Reproduce the data that follows word for word, starting at its first line and ending with the line that contains "133), (261, 113)]", with both of those lines included.

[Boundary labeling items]
** BEGIN **
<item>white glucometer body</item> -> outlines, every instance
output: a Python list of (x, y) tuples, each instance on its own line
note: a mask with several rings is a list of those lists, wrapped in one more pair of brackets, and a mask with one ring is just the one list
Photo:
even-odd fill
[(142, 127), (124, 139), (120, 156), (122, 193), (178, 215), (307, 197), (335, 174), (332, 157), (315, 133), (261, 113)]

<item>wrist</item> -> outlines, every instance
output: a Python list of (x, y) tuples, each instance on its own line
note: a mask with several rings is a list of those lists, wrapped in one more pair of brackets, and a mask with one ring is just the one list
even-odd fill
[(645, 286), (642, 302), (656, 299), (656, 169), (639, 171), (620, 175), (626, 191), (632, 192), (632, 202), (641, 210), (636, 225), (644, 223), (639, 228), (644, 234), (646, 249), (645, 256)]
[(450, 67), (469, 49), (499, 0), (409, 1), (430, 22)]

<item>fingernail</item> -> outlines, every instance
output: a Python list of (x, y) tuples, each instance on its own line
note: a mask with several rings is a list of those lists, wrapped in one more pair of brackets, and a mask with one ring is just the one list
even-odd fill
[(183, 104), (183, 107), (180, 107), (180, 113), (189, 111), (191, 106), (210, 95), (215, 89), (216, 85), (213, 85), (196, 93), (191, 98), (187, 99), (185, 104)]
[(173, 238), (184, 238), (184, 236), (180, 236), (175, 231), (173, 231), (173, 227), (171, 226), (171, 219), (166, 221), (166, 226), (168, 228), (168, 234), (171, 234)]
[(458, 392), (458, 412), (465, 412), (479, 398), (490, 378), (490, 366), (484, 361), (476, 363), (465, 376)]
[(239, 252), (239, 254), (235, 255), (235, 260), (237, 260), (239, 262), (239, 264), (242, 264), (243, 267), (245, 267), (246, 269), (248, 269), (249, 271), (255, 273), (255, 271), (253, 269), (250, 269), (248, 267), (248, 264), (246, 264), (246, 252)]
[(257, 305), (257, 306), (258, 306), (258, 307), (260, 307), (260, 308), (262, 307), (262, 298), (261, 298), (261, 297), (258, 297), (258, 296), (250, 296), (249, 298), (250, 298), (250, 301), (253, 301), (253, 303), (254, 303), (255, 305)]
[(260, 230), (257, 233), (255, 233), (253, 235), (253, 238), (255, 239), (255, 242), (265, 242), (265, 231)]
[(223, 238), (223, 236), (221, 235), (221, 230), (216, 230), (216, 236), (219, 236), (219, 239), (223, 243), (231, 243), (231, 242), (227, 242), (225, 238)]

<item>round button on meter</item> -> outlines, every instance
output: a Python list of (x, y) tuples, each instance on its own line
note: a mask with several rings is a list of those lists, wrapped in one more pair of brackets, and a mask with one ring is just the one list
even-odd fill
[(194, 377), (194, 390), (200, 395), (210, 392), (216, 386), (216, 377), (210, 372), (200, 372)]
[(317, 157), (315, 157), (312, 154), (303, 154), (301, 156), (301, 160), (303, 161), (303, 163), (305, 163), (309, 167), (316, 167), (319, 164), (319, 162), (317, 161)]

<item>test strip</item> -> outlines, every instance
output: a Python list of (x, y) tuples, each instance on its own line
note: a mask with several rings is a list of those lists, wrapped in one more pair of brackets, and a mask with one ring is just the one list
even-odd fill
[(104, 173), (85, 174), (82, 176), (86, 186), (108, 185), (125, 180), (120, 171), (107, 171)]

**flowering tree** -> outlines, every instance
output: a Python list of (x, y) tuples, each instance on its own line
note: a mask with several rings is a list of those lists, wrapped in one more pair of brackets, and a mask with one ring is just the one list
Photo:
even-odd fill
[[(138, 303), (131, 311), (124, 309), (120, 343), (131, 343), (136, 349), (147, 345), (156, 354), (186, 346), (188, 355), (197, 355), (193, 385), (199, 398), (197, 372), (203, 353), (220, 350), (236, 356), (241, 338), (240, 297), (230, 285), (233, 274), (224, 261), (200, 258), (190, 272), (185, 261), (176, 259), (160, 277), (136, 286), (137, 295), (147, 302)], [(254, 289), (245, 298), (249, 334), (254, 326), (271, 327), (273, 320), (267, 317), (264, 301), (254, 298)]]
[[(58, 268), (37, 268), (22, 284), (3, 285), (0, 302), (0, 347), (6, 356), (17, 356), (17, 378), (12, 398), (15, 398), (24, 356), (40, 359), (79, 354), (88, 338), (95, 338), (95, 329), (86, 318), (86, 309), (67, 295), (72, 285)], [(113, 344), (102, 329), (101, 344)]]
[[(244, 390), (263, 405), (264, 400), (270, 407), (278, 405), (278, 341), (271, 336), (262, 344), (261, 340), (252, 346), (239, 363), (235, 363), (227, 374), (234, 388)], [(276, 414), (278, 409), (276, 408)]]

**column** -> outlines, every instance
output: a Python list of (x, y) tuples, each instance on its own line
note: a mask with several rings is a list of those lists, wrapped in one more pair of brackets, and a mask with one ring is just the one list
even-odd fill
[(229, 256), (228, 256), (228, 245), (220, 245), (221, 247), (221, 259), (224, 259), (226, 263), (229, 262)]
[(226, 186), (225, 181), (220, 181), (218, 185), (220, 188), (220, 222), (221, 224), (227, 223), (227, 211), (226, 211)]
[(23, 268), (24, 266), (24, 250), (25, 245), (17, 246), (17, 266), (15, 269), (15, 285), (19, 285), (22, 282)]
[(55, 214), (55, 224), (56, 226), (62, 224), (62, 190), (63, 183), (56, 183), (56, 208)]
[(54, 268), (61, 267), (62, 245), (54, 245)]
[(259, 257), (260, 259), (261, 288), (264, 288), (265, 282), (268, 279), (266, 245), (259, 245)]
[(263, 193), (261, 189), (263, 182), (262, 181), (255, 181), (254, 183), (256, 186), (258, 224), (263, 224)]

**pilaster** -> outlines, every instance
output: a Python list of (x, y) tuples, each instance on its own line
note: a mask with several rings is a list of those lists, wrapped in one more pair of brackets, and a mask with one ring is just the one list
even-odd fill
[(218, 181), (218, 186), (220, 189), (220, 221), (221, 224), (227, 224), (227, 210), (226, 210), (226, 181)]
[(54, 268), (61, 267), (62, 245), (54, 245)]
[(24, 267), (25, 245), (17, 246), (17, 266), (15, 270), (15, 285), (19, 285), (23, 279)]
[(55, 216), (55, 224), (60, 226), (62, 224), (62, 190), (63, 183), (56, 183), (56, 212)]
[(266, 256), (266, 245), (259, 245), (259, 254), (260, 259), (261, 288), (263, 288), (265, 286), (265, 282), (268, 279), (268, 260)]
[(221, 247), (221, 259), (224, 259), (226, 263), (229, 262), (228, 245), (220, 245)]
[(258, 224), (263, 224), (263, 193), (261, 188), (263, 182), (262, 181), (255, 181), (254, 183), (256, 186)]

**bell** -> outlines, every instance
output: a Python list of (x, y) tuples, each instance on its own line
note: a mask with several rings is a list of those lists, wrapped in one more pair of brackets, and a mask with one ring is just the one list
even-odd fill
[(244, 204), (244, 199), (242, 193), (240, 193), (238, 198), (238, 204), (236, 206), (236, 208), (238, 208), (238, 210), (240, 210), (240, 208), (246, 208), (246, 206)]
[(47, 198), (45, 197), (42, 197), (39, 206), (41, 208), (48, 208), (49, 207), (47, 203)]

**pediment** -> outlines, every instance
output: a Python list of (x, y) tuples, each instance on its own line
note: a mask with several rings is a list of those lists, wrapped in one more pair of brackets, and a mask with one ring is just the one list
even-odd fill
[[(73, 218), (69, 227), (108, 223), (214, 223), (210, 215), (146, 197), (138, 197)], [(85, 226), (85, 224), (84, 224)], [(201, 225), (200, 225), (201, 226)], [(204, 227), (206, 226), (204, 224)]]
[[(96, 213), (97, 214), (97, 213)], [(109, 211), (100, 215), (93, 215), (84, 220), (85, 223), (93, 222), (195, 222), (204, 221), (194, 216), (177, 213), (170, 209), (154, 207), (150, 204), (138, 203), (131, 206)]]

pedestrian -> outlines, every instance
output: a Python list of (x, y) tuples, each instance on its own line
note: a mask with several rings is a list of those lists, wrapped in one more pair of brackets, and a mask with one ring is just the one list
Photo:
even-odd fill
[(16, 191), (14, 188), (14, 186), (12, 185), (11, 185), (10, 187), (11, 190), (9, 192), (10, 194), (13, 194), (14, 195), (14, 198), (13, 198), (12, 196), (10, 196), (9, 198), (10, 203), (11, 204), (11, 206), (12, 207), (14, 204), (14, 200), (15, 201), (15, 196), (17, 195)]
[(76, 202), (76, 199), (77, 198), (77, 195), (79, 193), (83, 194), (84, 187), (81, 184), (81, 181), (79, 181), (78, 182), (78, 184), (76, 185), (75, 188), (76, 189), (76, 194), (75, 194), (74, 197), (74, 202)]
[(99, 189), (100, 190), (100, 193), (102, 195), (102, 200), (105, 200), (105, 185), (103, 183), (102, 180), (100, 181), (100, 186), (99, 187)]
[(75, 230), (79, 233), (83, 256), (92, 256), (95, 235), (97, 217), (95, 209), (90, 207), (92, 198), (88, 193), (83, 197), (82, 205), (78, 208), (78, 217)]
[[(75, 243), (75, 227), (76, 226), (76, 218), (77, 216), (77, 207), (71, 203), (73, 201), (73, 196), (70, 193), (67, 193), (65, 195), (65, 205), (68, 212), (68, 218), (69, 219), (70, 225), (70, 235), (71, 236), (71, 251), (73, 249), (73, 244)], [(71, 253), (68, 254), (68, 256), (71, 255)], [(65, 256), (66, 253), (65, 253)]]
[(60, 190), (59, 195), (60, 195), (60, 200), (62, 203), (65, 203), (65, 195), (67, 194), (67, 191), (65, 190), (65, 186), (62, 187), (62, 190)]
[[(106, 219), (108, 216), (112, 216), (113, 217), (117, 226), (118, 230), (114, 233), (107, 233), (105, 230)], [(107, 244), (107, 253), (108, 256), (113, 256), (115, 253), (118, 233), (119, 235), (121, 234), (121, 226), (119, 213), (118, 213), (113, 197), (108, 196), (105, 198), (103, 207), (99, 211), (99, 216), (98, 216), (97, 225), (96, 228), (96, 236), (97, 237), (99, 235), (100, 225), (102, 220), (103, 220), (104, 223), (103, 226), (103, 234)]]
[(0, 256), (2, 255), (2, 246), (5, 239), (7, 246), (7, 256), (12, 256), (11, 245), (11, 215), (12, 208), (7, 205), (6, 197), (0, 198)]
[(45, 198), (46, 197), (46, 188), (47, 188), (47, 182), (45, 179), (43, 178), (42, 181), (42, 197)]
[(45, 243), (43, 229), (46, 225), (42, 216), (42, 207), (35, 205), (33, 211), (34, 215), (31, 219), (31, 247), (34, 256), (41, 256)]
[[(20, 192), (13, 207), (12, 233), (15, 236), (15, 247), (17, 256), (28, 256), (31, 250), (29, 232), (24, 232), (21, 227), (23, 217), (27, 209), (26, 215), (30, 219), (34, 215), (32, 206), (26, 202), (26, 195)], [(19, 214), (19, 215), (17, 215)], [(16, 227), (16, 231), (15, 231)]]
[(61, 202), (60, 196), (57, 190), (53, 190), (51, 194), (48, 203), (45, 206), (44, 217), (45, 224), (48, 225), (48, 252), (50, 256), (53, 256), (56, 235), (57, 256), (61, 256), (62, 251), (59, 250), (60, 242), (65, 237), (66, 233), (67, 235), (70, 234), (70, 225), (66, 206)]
** END **
▸ **The output**:
<item>white glucometer body</item> -> outlines, every instance
output: a Python list of (x, y) tuples, each instance on its own line
note: a mask with several rings is a list of those lists, wrapped in one more pair of brackets, and a mask with one ring is just the one list
Photo:
even-odd fill
[(142, 127), (124, 139), (120, 156), (122, 193), (178, 215), (307, 197), (335, 174), (332, 157), (315, 133), (261, 113)]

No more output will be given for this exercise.